Convert the lines from the one containing "Q: Identify a point on each instance of the glasses lens" through the one containing "[(253, 348), (431, 376)]", both included, into a numbered list, skipping any blank lines. Include only those lines.

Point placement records
——————
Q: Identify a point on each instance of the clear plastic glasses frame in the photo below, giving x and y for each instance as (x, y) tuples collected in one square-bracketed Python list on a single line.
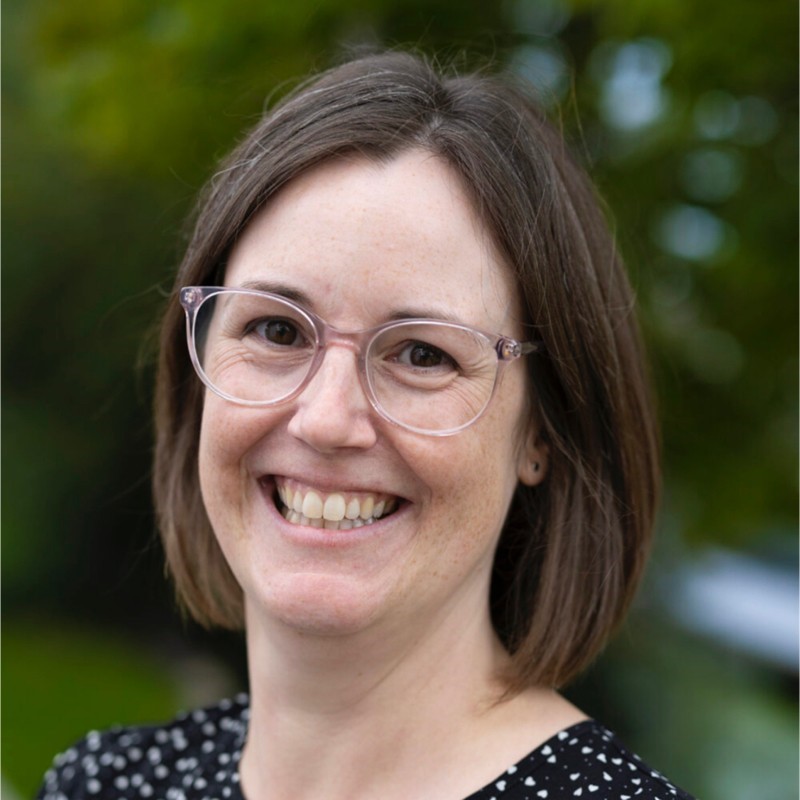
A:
[(414, 409)]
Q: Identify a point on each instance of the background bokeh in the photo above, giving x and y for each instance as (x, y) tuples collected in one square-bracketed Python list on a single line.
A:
[(115, 113)]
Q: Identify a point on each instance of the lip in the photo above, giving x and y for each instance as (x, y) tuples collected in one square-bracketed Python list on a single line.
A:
[(323, 537)]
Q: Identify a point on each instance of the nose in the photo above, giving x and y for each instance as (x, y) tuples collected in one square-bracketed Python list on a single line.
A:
[(333, 412)]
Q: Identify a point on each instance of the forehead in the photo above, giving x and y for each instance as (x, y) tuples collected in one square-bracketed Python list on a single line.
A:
[(365, 240)]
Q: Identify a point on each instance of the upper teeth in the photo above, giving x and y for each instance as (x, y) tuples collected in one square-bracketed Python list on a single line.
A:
[(310, 506)]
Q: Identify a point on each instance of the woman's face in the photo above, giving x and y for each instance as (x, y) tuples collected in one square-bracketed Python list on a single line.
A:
[(364, 243)]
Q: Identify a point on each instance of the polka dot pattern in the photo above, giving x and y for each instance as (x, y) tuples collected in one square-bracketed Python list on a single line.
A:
[(196, 757)]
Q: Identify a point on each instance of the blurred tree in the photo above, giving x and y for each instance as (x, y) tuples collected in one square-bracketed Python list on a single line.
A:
[(116, 113)]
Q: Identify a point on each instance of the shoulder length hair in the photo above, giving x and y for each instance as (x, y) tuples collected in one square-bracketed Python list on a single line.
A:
[(572, 549)]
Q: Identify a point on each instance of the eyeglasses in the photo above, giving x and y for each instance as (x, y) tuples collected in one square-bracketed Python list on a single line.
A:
[(259, 349)]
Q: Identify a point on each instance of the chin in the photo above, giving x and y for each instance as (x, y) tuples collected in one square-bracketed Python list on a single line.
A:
[(316, 604)]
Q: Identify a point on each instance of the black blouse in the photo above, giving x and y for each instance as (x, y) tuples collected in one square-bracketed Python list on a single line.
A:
[(196, 757)]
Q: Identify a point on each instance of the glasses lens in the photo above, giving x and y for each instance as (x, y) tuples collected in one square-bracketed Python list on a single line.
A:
[(253, 348), (431, 376)]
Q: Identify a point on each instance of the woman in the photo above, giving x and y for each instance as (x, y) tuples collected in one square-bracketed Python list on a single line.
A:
[(419, 463)]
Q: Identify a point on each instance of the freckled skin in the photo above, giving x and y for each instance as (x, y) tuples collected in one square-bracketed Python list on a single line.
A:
[(363, 240)]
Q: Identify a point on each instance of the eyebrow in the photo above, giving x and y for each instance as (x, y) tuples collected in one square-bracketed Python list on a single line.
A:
[(282, 289), (301, 298)]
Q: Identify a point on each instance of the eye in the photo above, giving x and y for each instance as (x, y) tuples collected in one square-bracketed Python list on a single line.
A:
[(425, 356), (281, 332)]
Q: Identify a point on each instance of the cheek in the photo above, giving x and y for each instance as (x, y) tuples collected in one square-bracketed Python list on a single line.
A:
[(225, 437)]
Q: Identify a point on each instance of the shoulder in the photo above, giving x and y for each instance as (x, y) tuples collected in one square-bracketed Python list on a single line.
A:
[(584, 761), (193, 756)]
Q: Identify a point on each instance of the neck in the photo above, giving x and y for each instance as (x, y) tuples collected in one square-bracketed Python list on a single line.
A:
[(340, 710)]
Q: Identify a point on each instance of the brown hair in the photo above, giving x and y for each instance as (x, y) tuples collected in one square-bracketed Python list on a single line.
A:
[(573, 548)]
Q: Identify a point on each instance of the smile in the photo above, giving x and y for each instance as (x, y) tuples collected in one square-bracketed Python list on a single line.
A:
[(302, 505)]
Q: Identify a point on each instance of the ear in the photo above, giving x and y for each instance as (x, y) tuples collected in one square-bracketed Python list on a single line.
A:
[(533, 459)]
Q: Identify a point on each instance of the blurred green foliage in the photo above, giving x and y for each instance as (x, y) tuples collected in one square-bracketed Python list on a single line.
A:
[(114, 114)]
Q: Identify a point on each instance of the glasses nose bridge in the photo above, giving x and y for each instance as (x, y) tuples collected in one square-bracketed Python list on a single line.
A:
[(354, 341)]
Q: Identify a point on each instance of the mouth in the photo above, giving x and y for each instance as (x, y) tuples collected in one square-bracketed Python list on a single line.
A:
[(340, 510)]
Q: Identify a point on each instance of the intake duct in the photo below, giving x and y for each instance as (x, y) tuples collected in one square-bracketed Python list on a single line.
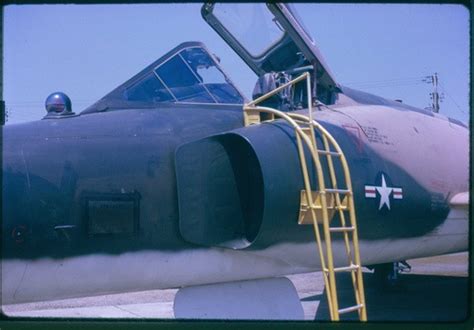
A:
——————
■ OUTPUT
1. Q: Identify a point on each instance of the glasses lens in the photo above, giving x and y for each instance as (x, y) tuples collected in one square-bracketed Python list on a single line.
2. A:
3. [(253, 348), (431, 376)]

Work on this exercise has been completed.